> **Text passage**:
Now we define some methods to perform the different steps of the model

***dft_analysis***

Analysis of a signal using the discrete Fourier transform 

Params

* x: input signal 
* w: analysis window, 
* N: FFT size 

Returns 

* mX: magnitude spectrum
* pX: phase spectrum

In [2]:
def dft_analysis(x, w, N):
    if (w.size > N):                                        # raise error if window size bigger than fft size
        raise ValueError("Window size (M) is bigger than FFT size")

    hN = (N//2)+1                                           # size of positive spectrum, it includes sample 0
    hM1 = (w.size+1)//2                                     # half analysis window size by rounding
    hM2 = w.size//2                                         # half analysis window size by floor
    fftbuffer = np.zeros(N)                                 # initialize buffer for FFT
    w = w / sum(w)                                          # normalize analysis window
    xw = x*w                                                # window the input sound
    fftbuffer[:hM1] = xw[hM2:]                              # zero-phase window in fftbuffer
    fftbuffer[-hM2:] = xw[:hM2]        
    X = fft(fftbuffer)                                      # compute FFT
    absX = abs(X[:hN])                                      # compute ansolute value of positive side
    absX[absX<np.finfo(float).eps] = np.finfo(float).eps    # if zeros add epsilon to handle log
    mX = 20 * np.log10(absX)                                # magnitude spectrum of positive frequencies in dB
    X[:hN].real[np.abs(X[:hN].real) < tol] = 0.0            # for phase calculation set to 0 the small values
    X[:hN].imag[np.abs(X[:hN].imag) < tol] = 0.0            # for phase calculation set to 0 the small values         
    pX = np.unwrap(np.angle(X[:hN]))                        # unwrapped phase spectrum of positive frequencies
    return mX, pX

***stft_analysis*** 

Analysis of a sound using the short-time Fourier transform

Params

* x: input array sound
* w: analysis window
* N: FFT size
* H: hop size

Returns 

* xmX: magnitude spectra
* xpX: phase spectra

In [3]:
def stft_analysis(x, w, N, H) :
    if (H <= 0):                                   # raise error if hop size 0 or negative
        raise ValueError("Hop size (H) smaller or equal to 0")

> **Instruction A**: List every line in the entries below that contains the word "shirt", copying each line in full.

> **Material for this exercise**:
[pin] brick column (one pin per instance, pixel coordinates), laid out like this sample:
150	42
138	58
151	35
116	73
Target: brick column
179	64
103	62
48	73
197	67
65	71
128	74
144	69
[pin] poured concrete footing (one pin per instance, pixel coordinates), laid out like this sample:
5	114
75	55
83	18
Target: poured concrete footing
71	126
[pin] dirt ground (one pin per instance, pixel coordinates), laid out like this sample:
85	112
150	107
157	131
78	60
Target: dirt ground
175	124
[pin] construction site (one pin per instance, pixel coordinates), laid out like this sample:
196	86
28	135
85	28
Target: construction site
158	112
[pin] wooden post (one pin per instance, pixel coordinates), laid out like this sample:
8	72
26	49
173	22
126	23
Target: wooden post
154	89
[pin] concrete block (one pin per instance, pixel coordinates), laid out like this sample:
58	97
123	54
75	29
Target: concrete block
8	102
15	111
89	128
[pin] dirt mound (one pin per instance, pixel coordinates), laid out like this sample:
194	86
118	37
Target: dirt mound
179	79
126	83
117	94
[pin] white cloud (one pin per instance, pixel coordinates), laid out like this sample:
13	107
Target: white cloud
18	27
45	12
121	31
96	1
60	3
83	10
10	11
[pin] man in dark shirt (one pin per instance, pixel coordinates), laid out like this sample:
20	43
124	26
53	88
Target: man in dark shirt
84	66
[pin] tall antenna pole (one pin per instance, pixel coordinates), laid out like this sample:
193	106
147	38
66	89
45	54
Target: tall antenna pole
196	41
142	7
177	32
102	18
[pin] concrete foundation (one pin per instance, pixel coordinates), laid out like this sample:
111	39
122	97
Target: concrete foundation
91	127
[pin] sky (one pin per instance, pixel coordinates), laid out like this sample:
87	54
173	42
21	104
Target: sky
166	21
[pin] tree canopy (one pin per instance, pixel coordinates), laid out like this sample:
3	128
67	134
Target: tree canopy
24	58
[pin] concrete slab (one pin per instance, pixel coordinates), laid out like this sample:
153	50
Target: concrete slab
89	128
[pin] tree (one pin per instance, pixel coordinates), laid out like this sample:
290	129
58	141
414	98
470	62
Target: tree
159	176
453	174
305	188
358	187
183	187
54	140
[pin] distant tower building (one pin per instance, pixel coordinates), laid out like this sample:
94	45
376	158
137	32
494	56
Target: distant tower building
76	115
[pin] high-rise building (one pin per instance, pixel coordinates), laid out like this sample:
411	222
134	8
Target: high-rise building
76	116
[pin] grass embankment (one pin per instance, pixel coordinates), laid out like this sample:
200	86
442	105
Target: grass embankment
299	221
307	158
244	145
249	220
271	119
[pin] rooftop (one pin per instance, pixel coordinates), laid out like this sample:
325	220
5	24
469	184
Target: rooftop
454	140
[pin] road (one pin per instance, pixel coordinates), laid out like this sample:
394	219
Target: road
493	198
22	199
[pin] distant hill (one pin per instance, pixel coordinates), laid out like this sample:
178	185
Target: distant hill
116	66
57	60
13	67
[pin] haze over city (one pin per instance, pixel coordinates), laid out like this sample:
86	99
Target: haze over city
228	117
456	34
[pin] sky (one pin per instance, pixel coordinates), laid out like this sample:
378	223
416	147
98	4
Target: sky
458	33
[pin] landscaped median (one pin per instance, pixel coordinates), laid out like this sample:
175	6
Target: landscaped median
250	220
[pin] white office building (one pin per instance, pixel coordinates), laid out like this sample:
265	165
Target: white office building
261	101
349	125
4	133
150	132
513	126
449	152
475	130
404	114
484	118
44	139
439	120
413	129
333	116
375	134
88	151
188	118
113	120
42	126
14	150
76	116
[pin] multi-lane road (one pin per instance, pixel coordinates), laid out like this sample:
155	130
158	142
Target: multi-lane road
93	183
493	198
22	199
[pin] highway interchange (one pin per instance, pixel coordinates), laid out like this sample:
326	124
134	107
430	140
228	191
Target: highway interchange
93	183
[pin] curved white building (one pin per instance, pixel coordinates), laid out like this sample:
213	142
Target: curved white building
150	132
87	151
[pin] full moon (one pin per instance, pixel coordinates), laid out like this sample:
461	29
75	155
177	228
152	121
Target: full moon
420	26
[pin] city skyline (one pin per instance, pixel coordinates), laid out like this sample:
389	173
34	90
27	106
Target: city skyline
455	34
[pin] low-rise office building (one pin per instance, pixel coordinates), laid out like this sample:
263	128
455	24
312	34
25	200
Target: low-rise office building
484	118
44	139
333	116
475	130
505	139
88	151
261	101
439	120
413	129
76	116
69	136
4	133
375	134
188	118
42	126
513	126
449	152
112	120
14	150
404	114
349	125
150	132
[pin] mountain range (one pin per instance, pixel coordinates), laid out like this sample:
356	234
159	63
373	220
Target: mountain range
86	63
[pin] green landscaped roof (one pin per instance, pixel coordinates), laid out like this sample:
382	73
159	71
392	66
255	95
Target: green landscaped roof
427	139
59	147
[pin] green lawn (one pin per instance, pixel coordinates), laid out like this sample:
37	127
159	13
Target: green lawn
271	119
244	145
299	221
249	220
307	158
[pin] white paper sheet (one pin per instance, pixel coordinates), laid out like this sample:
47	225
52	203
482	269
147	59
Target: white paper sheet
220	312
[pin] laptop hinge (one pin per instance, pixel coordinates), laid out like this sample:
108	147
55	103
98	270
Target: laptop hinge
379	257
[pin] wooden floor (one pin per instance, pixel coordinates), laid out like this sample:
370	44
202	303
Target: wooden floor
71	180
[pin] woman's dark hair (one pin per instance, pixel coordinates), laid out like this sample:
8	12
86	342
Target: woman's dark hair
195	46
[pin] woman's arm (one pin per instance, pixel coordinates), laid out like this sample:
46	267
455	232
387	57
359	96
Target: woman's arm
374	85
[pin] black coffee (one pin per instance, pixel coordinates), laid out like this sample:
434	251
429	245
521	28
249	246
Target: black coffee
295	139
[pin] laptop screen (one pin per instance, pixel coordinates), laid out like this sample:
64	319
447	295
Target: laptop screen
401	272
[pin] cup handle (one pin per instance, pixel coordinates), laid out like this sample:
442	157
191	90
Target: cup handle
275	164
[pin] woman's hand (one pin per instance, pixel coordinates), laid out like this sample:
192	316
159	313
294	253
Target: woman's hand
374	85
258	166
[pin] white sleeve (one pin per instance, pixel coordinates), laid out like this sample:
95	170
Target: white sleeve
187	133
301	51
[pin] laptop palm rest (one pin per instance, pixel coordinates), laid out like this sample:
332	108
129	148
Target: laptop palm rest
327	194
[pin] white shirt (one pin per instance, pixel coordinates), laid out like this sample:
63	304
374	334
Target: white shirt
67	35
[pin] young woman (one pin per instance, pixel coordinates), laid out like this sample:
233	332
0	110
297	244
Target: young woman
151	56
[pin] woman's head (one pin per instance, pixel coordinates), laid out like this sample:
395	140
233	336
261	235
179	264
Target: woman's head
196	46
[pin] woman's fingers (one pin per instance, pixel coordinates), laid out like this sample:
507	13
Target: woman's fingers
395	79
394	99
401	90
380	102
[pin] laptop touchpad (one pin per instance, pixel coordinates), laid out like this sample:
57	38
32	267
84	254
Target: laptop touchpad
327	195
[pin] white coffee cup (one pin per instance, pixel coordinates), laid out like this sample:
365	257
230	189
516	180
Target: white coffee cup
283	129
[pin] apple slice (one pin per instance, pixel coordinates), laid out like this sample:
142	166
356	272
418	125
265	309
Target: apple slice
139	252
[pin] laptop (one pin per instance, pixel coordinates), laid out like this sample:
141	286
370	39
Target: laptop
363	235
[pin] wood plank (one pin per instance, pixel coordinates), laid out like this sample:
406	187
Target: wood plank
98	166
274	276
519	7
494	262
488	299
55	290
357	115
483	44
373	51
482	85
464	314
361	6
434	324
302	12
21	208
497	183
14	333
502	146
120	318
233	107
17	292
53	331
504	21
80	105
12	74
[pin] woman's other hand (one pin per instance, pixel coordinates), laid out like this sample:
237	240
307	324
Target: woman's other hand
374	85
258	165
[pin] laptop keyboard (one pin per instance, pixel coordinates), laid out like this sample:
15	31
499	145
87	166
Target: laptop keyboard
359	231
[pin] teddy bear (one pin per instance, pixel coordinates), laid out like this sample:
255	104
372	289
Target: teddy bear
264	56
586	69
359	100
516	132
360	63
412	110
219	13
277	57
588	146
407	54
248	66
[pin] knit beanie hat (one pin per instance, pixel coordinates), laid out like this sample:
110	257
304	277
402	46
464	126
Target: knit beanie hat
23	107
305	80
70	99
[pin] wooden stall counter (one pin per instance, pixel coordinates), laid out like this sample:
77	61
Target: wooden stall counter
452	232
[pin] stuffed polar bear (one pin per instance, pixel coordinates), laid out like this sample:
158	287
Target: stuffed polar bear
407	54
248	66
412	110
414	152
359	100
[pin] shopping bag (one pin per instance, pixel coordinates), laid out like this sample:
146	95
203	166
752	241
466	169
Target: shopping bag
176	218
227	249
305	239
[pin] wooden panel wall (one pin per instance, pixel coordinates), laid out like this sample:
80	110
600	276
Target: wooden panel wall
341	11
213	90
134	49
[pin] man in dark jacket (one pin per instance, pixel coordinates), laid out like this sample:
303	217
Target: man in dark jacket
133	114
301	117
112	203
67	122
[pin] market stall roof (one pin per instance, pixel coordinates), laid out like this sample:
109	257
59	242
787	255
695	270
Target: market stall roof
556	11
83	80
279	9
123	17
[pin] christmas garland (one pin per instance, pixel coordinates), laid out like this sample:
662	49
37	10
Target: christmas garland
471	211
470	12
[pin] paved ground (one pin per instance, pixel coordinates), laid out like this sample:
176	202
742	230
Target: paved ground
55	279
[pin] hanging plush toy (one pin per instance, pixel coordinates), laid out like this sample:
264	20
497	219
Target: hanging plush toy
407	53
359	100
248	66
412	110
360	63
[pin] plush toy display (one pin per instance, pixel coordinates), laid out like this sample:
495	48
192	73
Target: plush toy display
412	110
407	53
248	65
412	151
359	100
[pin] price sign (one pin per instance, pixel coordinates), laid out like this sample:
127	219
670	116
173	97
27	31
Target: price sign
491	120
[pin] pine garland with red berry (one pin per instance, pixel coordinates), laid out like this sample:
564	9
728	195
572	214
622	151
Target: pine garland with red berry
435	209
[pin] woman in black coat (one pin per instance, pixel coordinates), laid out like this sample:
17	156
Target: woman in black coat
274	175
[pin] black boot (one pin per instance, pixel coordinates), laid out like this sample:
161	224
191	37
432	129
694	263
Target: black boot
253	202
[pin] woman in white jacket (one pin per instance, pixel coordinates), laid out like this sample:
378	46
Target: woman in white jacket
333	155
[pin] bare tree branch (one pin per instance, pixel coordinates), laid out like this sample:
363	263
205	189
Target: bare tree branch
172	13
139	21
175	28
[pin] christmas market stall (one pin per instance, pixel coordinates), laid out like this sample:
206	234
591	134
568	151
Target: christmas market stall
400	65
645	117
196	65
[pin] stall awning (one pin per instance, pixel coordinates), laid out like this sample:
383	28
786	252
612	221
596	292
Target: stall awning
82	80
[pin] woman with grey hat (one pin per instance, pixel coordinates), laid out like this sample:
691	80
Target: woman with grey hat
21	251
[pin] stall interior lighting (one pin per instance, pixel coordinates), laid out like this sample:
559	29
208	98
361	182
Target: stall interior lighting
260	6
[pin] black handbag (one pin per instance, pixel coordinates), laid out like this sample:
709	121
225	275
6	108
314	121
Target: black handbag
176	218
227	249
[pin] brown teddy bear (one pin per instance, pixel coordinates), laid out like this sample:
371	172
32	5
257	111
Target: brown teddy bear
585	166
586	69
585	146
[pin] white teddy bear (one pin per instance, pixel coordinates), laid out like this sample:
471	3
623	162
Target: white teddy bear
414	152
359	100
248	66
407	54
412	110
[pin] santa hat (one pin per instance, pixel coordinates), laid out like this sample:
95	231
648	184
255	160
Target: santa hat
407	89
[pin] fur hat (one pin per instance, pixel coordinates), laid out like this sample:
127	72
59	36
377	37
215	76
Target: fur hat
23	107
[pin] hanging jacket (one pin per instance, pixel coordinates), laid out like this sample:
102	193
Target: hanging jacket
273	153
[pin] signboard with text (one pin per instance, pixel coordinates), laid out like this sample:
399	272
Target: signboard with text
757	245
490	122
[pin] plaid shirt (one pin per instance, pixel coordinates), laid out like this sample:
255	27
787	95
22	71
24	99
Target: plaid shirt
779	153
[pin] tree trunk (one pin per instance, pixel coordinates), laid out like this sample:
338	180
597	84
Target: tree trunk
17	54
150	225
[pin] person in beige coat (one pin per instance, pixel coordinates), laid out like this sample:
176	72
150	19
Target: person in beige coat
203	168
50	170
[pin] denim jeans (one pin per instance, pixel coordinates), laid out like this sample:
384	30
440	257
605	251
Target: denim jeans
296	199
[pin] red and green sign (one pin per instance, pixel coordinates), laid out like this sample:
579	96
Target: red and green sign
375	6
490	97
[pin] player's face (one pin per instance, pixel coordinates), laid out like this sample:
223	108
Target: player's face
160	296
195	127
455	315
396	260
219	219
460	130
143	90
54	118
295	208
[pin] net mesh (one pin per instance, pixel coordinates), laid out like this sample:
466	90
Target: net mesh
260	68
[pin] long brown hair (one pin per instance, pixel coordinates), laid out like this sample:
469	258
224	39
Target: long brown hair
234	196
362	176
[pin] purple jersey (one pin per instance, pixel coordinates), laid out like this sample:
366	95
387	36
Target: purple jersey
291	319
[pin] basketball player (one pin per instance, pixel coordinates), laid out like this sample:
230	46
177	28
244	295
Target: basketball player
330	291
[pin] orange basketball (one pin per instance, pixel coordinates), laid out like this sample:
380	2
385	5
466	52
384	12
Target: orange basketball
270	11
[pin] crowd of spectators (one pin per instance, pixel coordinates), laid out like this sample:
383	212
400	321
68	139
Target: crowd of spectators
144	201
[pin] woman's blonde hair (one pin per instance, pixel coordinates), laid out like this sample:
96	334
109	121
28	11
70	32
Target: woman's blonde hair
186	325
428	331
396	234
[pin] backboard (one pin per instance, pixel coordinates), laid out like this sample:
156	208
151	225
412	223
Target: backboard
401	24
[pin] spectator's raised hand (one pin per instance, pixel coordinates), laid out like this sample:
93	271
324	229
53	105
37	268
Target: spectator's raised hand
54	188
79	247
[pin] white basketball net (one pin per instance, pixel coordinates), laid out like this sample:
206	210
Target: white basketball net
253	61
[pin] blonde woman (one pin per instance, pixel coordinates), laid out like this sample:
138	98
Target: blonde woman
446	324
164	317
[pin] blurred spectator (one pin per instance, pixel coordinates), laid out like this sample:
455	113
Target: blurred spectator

> **Instruction B**:
Please answer these questions about the Fourier analysis text above:
(i) What is the parameter N in dft_analysis?
(ii) What two values does dft_analysis return?
(iii) What error message does stft_analysis raise when the hop size is 0 or negative?

> **Reply A**:
[pin] man in dark shirt (one pin per instance, pixel coordinates), laid out like this sample:
Target: man in dark shirt
[pin] white shirt (one pin per instance, pixel coordinates), laid out like this sample:
Target: white shirt
[pin] plaid shirt (one pin per instance, pixel coordinates), laid out like this sample:
Target: plaid shirt

> **Reply B**:
(i) The FFT size.
(ii) mX, the magnitude spectrum, and pX, the phase spectrum.
(iii) "Hop size (H) smaller or equal to 0"